Objective
Repeat exactly the lines from the line containing "of the bent" through the last line of the records below, inclusive, and nothing else.

Data supplied
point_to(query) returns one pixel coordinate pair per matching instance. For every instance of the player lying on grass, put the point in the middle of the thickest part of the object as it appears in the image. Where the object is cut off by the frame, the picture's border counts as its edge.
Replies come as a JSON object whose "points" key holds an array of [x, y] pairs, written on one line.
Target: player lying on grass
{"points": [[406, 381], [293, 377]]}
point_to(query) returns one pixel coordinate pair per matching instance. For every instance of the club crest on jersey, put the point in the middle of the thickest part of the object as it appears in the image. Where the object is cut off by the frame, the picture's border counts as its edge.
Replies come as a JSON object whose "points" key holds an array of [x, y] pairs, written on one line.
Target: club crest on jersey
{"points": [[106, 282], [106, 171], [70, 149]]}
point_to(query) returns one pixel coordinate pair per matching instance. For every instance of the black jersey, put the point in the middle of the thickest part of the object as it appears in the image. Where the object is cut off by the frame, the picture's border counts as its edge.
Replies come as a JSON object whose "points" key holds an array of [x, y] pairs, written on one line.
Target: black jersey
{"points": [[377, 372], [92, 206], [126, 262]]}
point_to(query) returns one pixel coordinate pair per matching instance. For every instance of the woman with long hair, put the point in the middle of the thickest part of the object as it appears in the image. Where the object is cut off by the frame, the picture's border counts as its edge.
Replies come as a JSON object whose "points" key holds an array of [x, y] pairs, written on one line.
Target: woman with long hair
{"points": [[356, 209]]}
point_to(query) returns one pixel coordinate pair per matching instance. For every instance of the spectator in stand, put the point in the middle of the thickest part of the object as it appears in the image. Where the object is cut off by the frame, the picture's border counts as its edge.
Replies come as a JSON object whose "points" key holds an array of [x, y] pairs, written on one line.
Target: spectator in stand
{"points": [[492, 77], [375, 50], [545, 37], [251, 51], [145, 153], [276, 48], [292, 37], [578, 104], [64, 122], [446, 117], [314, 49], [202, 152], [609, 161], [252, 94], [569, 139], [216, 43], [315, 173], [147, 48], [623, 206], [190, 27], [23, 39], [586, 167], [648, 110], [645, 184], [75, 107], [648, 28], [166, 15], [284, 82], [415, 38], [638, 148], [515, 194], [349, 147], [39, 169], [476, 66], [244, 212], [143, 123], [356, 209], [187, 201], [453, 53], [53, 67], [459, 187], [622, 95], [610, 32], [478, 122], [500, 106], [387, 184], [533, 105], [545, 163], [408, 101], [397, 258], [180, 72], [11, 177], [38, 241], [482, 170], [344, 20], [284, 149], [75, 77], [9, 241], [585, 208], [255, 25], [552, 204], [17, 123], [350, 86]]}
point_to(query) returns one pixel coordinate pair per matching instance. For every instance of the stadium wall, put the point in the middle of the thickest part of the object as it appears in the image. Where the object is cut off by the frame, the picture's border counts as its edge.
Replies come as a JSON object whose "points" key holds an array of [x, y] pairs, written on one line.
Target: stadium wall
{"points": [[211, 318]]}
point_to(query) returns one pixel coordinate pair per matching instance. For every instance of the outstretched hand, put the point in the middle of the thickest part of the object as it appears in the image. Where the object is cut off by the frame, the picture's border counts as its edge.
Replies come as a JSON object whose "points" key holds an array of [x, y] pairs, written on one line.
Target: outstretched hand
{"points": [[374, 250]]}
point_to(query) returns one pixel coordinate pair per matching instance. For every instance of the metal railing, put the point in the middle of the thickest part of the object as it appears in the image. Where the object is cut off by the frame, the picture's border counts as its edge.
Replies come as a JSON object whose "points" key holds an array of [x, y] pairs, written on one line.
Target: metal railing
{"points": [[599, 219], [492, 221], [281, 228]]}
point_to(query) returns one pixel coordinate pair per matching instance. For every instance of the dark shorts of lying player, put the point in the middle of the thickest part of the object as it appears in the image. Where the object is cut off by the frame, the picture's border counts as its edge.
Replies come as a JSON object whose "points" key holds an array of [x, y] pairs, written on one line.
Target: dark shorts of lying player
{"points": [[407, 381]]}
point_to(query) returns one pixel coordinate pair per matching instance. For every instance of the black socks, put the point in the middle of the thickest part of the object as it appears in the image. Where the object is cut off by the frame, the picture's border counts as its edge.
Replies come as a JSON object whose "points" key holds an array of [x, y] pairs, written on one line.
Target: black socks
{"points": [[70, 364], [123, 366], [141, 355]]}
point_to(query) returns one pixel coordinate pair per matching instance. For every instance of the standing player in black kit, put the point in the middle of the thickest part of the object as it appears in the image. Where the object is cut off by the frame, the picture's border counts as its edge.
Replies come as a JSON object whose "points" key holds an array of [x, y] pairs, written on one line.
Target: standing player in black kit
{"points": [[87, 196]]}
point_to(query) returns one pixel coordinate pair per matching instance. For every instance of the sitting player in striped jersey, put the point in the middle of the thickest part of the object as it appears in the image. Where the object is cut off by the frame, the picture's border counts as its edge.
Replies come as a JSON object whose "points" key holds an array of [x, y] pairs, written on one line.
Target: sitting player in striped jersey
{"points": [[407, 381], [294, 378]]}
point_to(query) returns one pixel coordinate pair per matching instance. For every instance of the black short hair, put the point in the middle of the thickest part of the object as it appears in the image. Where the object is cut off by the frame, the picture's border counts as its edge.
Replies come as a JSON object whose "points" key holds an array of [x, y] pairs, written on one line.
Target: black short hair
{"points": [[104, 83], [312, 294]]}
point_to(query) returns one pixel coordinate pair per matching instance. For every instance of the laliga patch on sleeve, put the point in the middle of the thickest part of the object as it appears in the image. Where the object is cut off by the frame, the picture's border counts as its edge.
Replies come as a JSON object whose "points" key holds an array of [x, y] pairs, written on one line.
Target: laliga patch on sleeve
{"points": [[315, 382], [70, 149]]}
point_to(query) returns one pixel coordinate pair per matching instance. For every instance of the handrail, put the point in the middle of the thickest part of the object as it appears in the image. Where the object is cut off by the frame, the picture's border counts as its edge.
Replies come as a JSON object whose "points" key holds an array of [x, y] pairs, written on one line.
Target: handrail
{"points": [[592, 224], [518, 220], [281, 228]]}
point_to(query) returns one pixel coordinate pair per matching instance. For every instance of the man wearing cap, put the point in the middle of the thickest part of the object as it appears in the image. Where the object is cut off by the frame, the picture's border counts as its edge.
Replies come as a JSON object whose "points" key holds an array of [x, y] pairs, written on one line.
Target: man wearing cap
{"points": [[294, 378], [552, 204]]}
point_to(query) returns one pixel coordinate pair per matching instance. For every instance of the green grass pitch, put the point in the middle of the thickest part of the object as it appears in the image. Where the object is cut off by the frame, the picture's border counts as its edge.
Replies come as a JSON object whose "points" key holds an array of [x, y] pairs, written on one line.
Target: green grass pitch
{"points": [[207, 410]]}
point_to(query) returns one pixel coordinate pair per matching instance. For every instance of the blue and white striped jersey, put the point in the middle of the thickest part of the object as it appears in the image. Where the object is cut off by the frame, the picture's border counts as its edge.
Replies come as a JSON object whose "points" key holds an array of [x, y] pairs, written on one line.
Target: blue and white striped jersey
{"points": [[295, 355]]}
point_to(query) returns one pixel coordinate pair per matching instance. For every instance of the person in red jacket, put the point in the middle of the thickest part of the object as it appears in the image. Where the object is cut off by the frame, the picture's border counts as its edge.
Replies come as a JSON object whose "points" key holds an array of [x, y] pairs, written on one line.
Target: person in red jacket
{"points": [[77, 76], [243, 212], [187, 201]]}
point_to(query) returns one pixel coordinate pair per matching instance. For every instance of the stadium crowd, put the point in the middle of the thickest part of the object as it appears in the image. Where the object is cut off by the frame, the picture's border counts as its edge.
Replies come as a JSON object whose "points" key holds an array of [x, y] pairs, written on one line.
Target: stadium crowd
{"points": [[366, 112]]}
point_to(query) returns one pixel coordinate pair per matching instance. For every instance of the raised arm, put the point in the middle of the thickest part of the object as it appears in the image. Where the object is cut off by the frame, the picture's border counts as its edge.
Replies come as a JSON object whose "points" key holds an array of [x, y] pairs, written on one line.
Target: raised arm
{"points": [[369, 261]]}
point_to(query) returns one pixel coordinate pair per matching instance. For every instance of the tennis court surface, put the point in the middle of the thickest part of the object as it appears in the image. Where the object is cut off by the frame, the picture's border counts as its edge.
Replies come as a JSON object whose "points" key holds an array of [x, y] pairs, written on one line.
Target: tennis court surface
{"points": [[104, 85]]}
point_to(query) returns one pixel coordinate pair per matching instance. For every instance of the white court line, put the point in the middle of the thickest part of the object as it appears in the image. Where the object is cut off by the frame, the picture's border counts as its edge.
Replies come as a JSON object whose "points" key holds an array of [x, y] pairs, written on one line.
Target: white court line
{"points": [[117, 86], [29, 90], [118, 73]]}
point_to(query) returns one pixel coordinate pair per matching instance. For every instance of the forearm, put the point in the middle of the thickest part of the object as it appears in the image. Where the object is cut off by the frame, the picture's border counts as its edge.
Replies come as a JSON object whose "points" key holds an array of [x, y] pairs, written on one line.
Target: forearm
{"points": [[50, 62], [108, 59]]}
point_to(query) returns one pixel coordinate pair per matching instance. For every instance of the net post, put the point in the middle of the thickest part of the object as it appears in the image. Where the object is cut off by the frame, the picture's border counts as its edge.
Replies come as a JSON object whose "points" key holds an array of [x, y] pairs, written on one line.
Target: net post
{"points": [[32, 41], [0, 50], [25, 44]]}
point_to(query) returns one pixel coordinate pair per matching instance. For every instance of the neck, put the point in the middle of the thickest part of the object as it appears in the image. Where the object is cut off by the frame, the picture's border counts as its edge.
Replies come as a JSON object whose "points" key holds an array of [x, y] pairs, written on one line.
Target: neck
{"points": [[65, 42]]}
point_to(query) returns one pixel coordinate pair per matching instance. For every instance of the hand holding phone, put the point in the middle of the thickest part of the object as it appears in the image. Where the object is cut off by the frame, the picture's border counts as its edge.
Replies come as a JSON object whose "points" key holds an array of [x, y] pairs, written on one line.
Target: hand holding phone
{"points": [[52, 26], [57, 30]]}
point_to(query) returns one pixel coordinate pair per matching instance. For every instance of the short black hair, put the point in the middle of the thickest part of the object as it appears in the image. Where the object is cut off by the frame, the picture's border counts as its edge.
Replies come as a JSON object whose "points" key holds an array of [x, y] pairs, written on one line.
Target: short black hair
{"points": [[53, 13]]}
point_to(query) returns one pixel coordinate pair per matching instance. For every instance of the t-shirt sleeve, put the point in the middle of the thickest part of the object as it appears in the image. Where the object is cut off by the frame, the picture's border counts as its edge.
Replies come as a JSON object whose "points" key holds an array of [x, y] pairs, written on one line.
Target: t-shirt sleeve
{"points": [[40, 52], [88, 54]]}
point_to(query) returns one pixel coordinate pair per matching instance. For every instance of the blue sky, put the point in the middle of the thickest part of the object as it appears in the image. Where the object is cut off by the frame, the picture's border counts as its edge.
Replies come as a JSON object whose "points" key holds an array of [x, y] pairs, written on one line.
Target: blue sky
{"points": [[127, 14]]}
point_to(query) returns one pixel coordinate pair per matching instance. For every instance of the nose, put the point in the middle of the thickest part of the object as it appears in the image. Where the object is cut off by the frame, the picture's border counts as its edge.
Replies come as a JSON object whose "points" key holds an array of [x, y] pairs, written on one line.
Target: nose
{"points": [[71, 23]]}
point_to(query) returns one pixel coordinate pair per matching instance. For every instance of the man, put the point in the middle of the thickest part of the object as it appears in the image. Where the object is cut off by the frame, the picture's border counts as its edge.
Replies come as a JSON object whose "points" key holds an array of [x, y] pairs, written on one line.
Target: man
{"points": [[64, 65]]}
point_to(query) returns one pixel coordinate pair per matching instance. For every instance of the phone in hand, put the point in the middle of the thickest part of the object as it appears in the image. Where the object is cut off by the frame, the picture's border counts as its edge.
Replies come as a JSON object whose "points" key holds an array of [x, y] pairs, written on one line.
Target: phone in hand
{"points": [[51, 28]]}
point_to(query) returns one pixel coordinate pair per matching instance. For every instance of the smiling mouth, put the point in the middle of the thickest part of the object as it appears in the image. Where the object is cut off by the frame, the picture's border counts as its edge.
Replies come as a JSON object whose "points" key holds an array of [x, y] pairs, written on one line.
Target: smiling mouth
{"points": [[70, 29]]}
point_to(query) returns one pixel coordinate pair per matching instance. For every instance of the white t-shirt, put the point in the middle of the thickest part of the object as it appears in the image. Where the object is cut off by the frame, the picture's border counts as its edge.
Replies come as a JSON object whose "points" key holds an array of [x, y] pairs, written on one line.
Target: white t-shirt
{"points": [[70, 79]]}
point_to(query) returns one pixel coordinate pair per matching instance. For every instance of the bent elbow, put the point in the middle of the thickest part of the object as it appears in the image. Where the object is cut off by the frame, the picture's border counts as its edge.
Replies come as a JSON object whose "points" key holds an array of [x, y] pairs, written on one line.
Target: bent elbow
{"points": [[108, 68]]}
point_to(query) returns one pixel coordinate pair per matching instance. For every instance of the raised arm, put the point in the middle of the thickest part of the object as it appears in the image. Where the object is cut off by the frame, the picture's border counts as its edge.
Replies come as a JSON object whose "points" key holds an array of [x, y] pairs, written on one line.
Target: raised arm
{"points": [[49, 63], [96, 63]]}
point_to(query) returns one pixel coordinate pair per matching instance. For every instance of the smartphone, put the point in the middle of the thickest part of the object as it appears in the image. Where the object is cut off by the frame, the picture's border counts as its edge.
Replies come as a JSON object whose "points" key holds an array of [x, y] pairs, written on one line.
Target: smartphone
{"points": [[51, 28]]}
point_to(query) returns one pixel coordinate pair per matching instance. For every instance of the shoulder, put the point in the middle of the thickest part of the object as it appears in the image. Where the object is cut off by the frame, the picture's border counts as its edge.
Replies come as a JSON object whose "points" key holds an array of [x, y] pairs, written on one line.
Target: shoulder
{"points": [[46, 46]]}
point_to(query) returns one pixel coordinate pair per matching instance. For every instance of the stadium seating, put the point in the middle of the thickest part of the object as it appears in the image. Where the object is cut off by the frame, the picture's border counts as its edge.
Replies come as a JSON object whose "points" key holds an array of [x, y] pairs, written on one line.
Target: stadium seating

Answer to this task
point_to(query) returns one pixel coordinate pair per matching instance. For every instance of the bent elbow, put the point in the middle of the thickest part of the object as it appears in the image. Where the object is cut off by the frame, the picture's border counts as its edge.
Replies come as a JSON object whose "points" key holds an array of [x, y] pairs, written on one line.
Target: bent elbow
{"points": [[108, 68]]}
point_to(query) returns one pixel coordinate pair per matching instance. For every instance of the raised arm, put the point in the middle of the thickest part of the object as it appears in the image. Where the object is cut off by the frame, the picture's border counts as its edge.
Replies come as a JSON object whose "points" key holds an array of [x, y] pairs, written on one line.
Target: raised arm
{"points": [[49, 63], [96, 63]]}
point_to(query) returns one pixel coordinate pair per matching instance. For every instance of the smartphone, put the point in the middle of the thickest part of the object as it appears in the image. Where the object is cut off by the frame, the picture's border counts as its edge.
Replies come as a JSON object whose "points" key holds an array of [x, y] pairs, written on one line.
Target: smartphone
{"points": [[51, 28]]}
point_to(query) returns one pixel coordinate pair per matching instance. For every instance of the shoulder, put the point in the middle of the thickest part of the object as it appears in the image. Where the object is cut off by the frame, the picture's border counts as its edge.
Replies come as a JSON object whose "points" key holds an array of [x, y] pairs, written on one line.
Target: shoulder
{"points": [[46, 46]]}
point_to(query) returns one pixel coordinate pair per matching instance. For every instance of the stadium seating, put the point in the middle of the thickest part of the object as it appears in the image. Where the object is cut off by the frame, the picture's border counts as its edge.
Replies come as a JSON object whose "points" key holds an array of [x, y] pairs, written on one line.
Target: stadium seating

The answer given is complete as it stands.